**Excerpt to read:**
((
Gotham Knights Preview: The City, Its Villains, and Much More - IGN First

1 year 8 months ago

As part of our visit to Warner Bros. Games Montreal, we got to see a lot of Gotham Knights being played, but we weren’t able to go hands-on with the game ourselves. That makes a traditional preview a little difficult - without having had a controller in our hands, it’s hard to say how combat, working through missions, or making gear choices feels.

With that in mind this preview will be a little more structural - with the help of the game’s developers, we’ll walk you through how the game is put together, revealing brand new information about the open world, how supervillains fold into the fabric of the wider game, the game’s neat approach to a day-night cycle, and more.

Gotham City and Its People

As we’ve spoken about previously this month, Gotham Knights’ world is aiming to feel like a real city, with centuries of history behind it. Part and parcel with that is how truly open it is - the developers ensured that almost the entirety of their Gotham is open from the very beginning, with each of its five boroughs offering different traversal opportunities, different threats, different activities, and different characters.

But the team also wanted to create the sense of a city reacting to the presence of new vigilantes hitting the streets. Partly, that comes in how villains can physically change the city (more on that later), but it primarily comes down to something we haven’t seen much in gaming takes on Gotham - regular citizens. While the streets aren’t packed, Gotham’s regular folk certainly outnumber its criminals here - but they don’t necessarily see you as much better in the opening stages.

“I would say we start off the game in a pretty cold version of Gotham,” says game director Geoff Ellenor. “The police don't like you, the citizens don't like you and there's chaos in the city. And as a hero or the heroes that you're playing are wounded, they're missing Batman, they don't totally get along with each other. And over time, the tone evolves because you identify major threats to the city. You find out to a certain extent what's going on beneath the surface in Gotham and you gradually build the confidence of the citizens.”

Citizens react to the heroes they see and, based on the gameplay we saw, seem to reflect your crimefighting work back to you. Of course, some will always be on your side, and a group of citizens called The Watch act as an informant network for the Knights, offering up missions that will help stitch their parts of the city back together - all of which will see you head out into the darkness to help bring some light back to the city.

Night vs. Day

As it turns out, Dark Knights-in-training like to come out during, well, dark nights. Key to Gotham Knights is that it’s not a game with a shifting day-night cycle - rather the entire game is set over consecutive nights, with new crimes emerging every evening, and villain storylines progressing alongside your work to stop them. The only time you’ll see daylight in the main game is inside the Knights’ headquarters, the Belfry, where you’ll plan for what to do after the next sunset.

“The central loop of the game experience in Gotham Knights is what we call the Belfry Loop,” says creative director Patrick Redding. “And that experience is, when you exit the Belfry, it's always nighttime. You don't have to worry about when the sun's going to come up, but in the course of that night, there are going to be some crimes and other activities that are happening in the streets of Gotham that are premeditated.”

“I would say we start off the game in a pretty cold version of Gotham. The police don't like you, the citizens don't like you and there's chaos in the city."

Redding continues, “The point is that we're hitting the reset and re-rolling the state of affairs in Gotham City every time you go out. So when you complete a night of crime fighting, and it's up to the player to decide when they're done, it could be a case of them saying, ‘Well, I think I've hit most of the major crimes I needed to,’ or it could be the case of them saying, ‘I learned what I needed to learn and now I need to go back to the belfry to advance the story.’”
))
**Listed entries:**
((
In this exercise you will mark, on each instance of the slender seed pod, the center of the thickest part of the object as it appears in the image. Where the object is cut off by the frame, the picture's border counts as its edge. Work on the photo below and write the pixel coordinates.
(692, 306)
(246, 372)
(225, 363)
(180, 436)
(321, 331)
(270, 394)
))
**What the task asks:** The Gotham Knights preview says each of Gotham's five boroughs offers different things. List every one of those things.

**The response:**
- Traversal opportunities
- Threats
- Activities
- Characters